Give back every record exactly, images excluded.

▸ Recorded data:

.....

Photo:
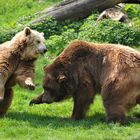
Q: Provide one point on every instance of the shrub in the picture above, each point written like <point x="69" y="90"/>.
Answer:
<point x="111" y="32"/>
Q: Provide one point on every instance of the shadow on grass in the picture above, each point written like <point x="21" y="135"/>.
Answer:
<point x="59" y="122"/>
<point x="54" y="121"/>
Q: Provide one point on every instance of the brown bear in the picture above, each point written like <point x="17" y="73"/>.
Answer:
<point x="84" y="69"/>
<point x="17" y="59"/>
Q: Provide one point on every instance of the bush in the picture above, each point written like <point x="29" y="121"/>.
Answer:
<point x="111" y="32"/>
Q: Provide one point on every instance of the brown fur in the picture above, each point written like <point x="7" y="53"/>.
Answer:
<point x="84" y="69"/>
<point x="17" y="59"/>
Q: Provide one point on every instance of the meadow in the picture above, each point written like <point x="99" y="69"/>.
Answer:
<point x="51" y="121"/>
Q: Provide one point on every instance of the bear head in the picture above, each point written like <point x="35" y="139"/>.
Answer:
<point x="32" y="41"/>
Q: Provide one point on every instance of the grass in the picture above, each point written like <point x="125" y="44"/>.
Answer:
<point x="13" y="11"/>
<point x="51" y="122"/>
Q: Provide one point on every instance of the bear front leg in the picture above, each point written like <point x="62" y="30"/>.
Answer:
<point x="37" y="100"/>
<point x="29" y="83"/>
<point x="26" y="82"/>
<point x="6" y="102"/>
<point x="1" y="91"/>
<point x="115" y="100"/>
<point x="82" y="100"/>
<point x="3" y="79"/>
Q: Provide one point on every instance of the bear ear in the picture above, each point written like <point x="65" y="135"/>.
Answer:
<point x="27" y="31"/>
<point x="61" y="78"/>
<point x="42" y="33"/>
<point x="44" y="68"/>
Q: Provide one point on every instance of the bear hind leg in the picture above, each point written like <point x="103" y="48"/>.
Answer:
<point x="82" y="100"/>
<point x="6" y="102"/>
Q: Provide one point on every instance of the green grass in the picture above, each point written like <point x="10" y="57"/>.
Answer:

.....

▸ Answer for this exercise:
Photo:
Q: Provide one point on every instance of the shrub in the picture above, each point written like <point x="69" y="90"/>.
Answer:
<point x="111" y="32"/>
Q: Provide one point on every instance of the shadow on grass in the picture above, each point written like <point x="21" y="135"/>.
Answer:
<point x="59" y="122"/>
<point x="54" y="121"/>
Q: Provide one point on every instance of the brown bear in the picture above, each point written like <point x="17" y="73"/>.
Answer:
<point x="84" y="69"/>
<point x="17" y="59"/>
Q: Provide one point on every instance of the bush in the picture above, each point written like <point x="29" y="121"/>.
Answer:
<point x="111" y="32"/>
Q: Provide one point on every instance of the brown fur in the picture above, each point written like <point x="7" y="53"/>.
Answer:
<point x="84" y="69"/>
<point x="17" y="59"/>
Q: Provide one point on every instance of the meadow in the picture above, each point written like <point x="99" y="69"/>.
Answer:
<point x="51" y="121"/>
Q: Provide one point on every instance of the bear head in the picture above, each point written like <point x="35" y="139"/>.
Answer:
<point x="32" y="41"/>
Q: Provide one point on every instance of the grass in the picture above, each point written like <point x="125" y="44"/>.
Answer:
<point x="13" y="11"/>
<point x="51" y="122"/>
Q: Provide one point on every instance of the bear front leg in the picture above, each point written like <point x="62" y="30"/>.
Answer:
<point x="37" y="100"/>
<point x="29" y="83"/>
<point x="26" y="82"/>
<point x="6" y="102"/>
<point x="1" y="91"/>
<point x="115" y="100"/>
<point x="82" y="100"/>
<point x="3" y="79"/>
Q: Provide one point on every instance of the bear ear in the picture above, each point written like <point x="65" y="135"/>.
Answer:
<point x="27" y="31"/>
<point x="61" y="78"/>
<point x="42" y="33"/>
<point x="44" y="68"/>
Q: Provide one point on every instance of the bear hind leg in the picture above, each point written like <point x="103" y="48"/>.
Answer:
<point x="82" y="100"/>
<point x="6" y="102"/>
Q: Provide one point on every instance of the green grass in the picture above, each point written like <point x="10" y="57"/>.
Answer:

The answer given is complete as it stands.